*YOUR OBJECTIVE*: The records below must be duplicated exactly, character for character.

:::

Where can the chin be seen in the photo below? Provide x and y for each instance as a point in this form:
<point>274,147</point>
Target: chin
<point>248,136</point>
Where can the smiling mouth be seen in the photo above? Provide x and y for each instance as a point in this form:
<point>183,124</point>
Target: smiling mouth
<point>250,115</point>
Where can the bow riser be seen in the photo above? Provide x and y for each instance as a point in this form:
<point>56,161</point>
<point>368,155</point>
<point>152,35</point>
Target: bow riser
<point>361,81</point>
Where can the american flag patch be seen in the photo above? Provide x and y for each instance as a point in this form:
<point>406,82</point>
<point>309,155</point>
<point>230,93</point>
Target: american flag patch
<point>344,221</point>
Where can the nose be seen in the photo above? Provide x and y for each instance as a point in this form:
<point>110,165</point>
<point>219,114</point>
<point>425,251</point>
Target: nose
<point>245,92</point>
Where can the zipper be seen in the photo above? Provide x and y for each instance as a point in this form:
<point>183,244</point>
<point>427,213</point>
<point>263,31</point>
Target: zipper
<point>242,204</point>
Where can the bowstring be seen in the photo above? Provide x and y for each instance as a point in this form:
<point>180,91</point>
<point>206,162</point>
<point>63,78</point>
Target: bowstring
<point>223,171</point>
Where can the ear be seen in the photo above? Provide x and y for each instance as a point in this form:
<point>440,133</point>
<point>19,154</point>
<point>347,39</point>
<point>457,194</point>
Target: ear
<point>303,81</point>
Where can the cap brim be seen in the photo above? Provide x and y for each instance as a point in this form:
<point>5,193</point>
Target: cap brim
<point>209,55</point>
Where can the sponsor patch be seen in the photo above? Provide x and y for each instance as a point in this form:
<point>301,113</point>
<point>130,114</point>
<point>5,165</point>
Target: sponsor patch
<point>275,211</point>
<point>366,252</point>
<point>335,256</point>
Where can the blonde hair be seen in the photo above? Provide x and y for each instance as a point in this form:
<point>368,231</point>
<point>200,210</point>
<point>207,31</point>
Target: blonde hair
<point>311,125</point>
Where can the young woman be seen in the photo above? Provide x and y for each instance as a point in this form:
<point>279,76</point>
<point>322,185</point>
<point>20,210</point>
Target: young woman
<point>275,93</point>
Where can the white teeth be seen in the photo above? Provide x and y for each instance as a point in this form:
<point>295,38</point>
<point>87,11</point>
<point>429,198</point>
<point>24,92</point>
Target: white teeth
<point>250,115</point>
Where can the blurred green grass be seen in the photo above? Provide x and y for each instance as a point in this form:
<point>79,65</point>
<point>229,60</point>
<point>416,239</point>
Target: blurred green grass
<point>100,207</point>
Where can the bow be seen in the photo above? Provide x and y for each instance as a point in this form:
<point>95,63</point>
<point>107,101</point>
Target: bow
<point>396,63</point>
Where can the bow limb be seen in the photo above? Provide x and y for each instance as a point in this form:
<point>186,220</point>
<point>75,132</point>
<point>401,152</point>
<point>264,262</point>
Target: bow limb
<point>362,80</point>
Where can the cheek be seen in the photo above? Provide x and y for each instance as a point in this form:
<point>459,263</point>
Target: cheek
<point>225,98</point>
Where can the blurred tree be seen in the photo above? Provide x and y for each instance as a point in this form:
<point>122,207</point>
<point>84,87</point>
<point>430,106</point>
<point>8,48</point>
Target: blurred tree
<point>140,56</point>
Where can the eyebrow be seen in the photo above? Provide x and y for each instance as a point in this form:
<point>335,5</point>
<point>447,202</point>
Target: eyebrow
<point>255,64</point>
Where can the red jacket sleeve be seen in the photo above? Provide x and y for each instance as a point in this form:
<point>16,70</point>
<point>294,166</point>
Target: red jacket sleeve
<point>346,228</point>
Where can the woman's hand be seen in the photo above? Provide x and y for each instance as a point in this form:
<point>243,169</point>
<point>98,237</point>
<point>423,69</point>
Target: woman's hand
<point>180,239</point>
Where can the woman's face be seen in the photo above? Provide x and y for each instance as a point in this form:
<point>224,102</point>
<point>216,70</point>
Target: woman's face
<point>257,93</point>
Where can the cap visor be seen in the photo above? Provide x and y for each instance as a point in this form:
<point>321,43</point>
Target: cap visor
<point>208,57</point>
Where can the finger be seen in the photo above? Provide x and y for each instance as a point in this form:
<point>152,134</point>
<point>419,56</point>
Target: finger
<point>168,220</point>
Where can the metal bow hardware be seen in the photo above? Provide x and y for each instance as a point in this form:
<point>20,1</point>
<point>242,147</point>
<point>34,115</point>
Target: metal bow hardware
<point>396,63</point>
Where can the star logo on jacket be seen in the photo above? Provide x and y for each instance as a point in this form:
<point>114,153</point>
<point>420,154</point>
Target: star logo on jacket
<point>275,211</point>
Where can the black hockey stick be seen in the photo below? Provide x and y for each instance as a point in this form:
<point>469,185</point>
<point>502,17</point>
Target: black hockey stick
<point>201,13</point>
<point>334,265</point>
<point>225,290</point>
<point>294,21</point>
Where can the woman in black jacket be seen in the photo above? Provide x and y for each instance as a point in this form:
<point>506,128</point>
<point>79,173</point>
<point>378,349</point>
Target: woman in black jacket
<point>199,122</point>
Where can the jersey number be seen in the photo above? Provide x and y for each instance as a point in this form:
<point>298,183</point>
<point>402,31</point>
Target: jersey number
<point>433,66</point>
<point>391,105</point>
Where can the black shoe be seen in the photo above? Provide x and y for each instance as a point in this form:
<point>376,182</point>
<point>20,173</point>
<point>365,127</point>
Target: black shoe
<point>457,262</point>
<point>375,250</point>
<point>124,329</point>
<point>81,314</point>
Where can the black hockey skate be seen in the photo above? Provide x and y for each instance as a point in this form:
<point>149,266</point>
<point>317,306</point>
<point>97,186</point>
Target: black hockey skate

:::

*ANSWER TO THIS PROBLEM*:
Where can the chin be seen in the photo below? Provide x and y for each instance as a point in this form:
<point>274,147</point>
Target: chin
<point>248,136</point>
Where can the smiling mouth be seen in the photo above? Provide x and y for each instance as a point in this form:
<point>183,124</point>
Target: smiling mouth
<point>250,115</point>
Where can the bow riser be seen in the photo above? Provide x and y for each instance as a point in this form:
<point>56,161</point>
<point>368,155</point>
<point>152,35</point>
Target: bow riser
<point>361,81</point>
Where can the american flag patch be seen in the photo above? Provide x and y for each instance as a point in this form:
<point>406,82</point>
<point>309,155</point>
<point>230,93</point>
Target: american flag patch
<point>344,221</point>
Where can the nose be seen in the photo above? Provide x and y for each instance as a point in this form:
<point>110,165</point>
<point>219,114</point>
<point>425,251</point>
Target: nose
<point>245,92</point>
Where can the zipper be seen in the photo above? Provide x and y for each instance as a point in this form:
<point>183,244</point>
<point>427,213</point>
<point>263,31</point>
Target: zipper
<point>242,204</point>
Where can the bowstring be seen in the photo above? Provide x and y for each instance as a point in this form:
<point>180,91</point>
<point>206,162</point>
<point>63,78</point>
Target: bowstring
<point>223,171</point>
Where can the ear be seen in the photo above? Provide x and y for each instance as a point in this form:
<point>440,133</point>
<point>19,154</point>
<point>347,39</point>
<point>457,194</point>
Target: ear
<point>303,81</point>
Where can the cap brim be seen in the photo above? Provide x and y for each instance as a point in this form:
<point>5,193</point>
Target: cap brim
<point>209,55</point>
Where can the sponsor patch be seen in the photo above? Provide x and y for each instance as a point in this form:
<point>301,113</point>
<point>130,114</point>
<point>5,165</point>
Target: sponsor patch
<point>275,211</point>
<point>366,252</point>
<point>335,256</point>
Where can the blonde hair be seen in the photo above? Provide x and y for each instance as a point in this form:
<point>368,231</point>
<point>200,210</point>
<point>207,31</point>
Target: blonde hair
<point>311,125</point>
Where can the young woman be seen in the photo above? Provide x and y for each instance as a point in this form:
<point>279,76</point>
<point>322,185</point>
<point>20,210</point>
Target: young woman
<point>275,93</point>
Where can the white teeth be seen in the photo above? Provide x and y for each instance as a point in this form:
<point>295,38</point>
<point>87,11</point>
<point>429,198</point>
<point>24,92</point>
Target: white teeth
<point>250,115</point>
Where can the blurred green grass be seen in the photo above? Provide x and y for each instance as a point in this form:
<point>79,65</point>
<point>229,60</point>
<point>416,239</point>
Target: blurred green grass
<point>100,207</point>
Where can the bow be seen in the photo above? Provide x and y for each instance as a point in this form:
<point>95,63</point>
<point>107,101</point>
Target: bow
<point>396,63</point>
Where can the bow limb be seen in the photo above? Provide x and y for each instance as a point in this form:
<point>186,220</point>
<point>75,132</point>
<point>401,152</point>
<point>264,262</point>
Target: bow limb
<point>362,80</point>
Where can the cheek be seen in the photo above? Provide x and y for each instance as a point in this form:
<point>459,263</point>
Target: cheek
<point>225,98</point>
Where can the blurred tree be seen in the photo above? Provide x and y for each instance as a point in this form:
<point>122,207</point>
<point>84,87</point>
<point>430,106</point>
<point>8,48</point>
Target: blurred tree
<point>140,56</point>
Where can the eyebrow be seen in the photo above? Provide x and y for each instance as a point in this form:
<point>335,5</point>
<point>447,202</point>
Target: eyebrow
<point>255,64</point>
Where can the red jacket sleeve be seen in the photo above? Provide x and y for each instance as a point in this form:
<point>16,70</point>
<point>294,166</point>
Target: red jacket sleeve
<point>346,228</point>
Where can the woman's hand be seen in the photo above? Provide x and y for each instance as a point in this form:
<point>243,169</point>
<point>98,237</point>
<point>423,69</point>
Target: woman's hand
<point>180,239</point>
Where can the woman's face be seen in the photo above? Provide x and y for each instance as a point in this form:
<point>224,102</point>
<point>216,70</point>
Target: woman's face
<point>257,93</point>
Where can the cap visor be seen in the photo above? Provide x and y for each instance as a point in this form:
<point>321,43</point>
Target: cap visor
<point>208,57</point>
Where can the finger be seen in the photo above? Provide x and y for each instance as a point in this form:
<point>152,134</point>
<point>419,56</point>
Target: finger
<point>168,220</point>
Where can the metal bow hardware be seen in the photo above? Provide x and y for each instance as a point in this form:
<point>20,1</point>
<point>242,147</point>
<point>34,115</point>
Target: metal bow hardware
<point>396,63</point>
Where can the star logo on jacket be seen in the photo above? Provide x and y for each instance as a point in this form:
<point>114,153</point>
<point>420,154</point>
Target: star logo on jacket
<point>275,211</point>
Where can the black hockey stick be seen in the photo below? Provide x and y for each instance as a point in this form:
<point>469,185</point>
<point>502,17</point>
Target: black hockey stick
<point>201,13</point>
<point>334,265</point>
<point>225,290</point>
<point>294,21</point>
Where can the woman in black jacket be seen in the photo above? Provide x and y for each instance as a point in this form:
<point>506,128</point>
<point>79,173</point>
<point>378,349</point>
Target: woman in black jacket
<point>199,122</point>
Where can the jersey number be seen in the photo above? Provide x and y for each instance as a point in this form:
<point>298,183</point>
<point>402,31</point>
Target: jersey number
<point>433,66</point>
<point>391,105</point>
Where can the black shoe be seen in the photo above? Provide x and y for each instance as a point in this form:
<point>376,182</point>
<point>20,173</point>
<point>365,127</point>
Target: black shoe
<point>457,262</point>
<point>375,250</point>
<point>124,329</point>
<point>81,314</point>
Where can the black hockey skate be seen in the photo above? Provide x and y for each instance as a point in this form:
<point>149,266</point>
<point>317,306</point>
<point>97,186</point>
Target: black hockey skate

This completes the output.